PASSAGE SHOWN >>
— BEGIN —

[svn] Deal with a bunch of low-hanging fruit: trunk

Sat, 04 Nov 2006 10:34:06 -0500

author
brett
date
Sat, 04 Nov 2006 10:34:06 -0500
branch
trunk
changeset 5
36f352abd093
parent 4
e382a1f23d00
child 6
77043f4e6a9f

[svn] Deal with a bunch of low-hanging fruit:

* Correctly cope with mimetype oddities I found on Fedora.

* I'm not doing anything with shar files yet, so take out that hook.

* Better error handling and reporting throughout, including a meaningful
exit code.

* Remove unused cruft from the BaseExtractor.run method.

* When reporting the "basename" for the archive, make sure it doesn't
include any preceding path.

* If the archive contains one directory whose name doesn't match the
archive basename, rename it after extraction.
- Although I just realized this probably does the wrong thing if there's
just one file in the archive.

TODO file | annotate | diff | comparison | revisions
scripts/x file | annotate | diff | comparison | revisions
--- a/TODO	Wed Nov 01 22:03:46 2006 -0500
+++ b/TODO	Sat Nov 04 10:34:06 2006 -0500
@@ -1,19 +1,10 @@
 Things which I have a use case/anti-use case for:
-* Make sure the basename method just works with the basename, and doesn't
-  include any preceding path.
-* Take out the shar support, you're probably not gonna use it.
-* Handle the one misnamed directory case.
-* Provide a real exit status.
 * Fix permissions as you extract.
 * Recursive extraction.
 
 Things that are generally good:
-* Better error messages:
- * Problems opening/understanding the file.
- * Extra strategies for making a directory, and then better errors.
- * Running subcommands.
-* Clean up the run method.
 * Usage information.
+* Better error messages.
 
 Things I think might be good but can't prove:
 * Use zipfile instead of the zip commands.

— END —

WORK TO DO >> Reproduce the entire changeset page above word for word.

PROVIDED MATERIAL >>
— BEGIN —

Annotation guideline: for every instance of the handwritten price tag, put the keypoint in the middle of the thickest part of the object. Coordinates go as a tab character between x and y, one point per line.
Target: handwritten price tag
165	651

— END —

FULL OUTPUT >>
[svn] Deal with a bunch of low-hanging fruit: trunk

Sat, 04 Nov 2006 10:34:06 -0500

author
brett
date
Sat, 04 Nov 2006 10:34:06 -0500
branch
trunk
changeset 5
36f352abd093
parent 4
e382a1f23d00
child 6
77043f4e6a9f

[svn] Deal with a bunch of low-hanging fruit:

* Correctly cope with mimetype oddities I found on Fedora.

* I'm not doing anything with shar files yet, so take out that hook.

* Better error handling and reporting throughout, including a meaningful
exit code.

* Remove unused cruft from the BaseExtractor.run method.

* When reporting the "basename" for the archive, make sure it doesn't
include any preceding path.

* If the archive contains one directory whose name doesn't match the
archive basename, rename it after extraction.
- Although I just realized this probably does the wrong thing if there's
just one file in the archive.

TODO file | annotate | diff | comparison | revisions
scripts/x file | annotate | diff | comparison | revisions
--- a/TODO	Wed Nov 01 22:03:46 2006 -0500
+++ b/TODO	Sat Nov 04 10:34:06 2006 -0500
@@ -1,19 +1,10 @@
 Things which I have a use case/anti-use case for:
-* Make sure the basename method just works with the basename, and doesn't
-  include any preceding path.
-* Take out the shar support, you're probably not gonna use it.
-* Handle the one misnamed directory case.
-* Provide a real exit status.
 * Fix permissions as you extract.
 * Recursive extraction.
 
 Things that are generally good:
-* Better error messages:
- * Problems opening/understanding the file.
- * Extra strategies for making a directory, and then better errors.
- * Running subcommands.
-* Clean up the run method.
 * Usage information.
+* Better error messages.
 
 Things I think might be good but can't prove:
 * Use zipfile instead of the zip commands.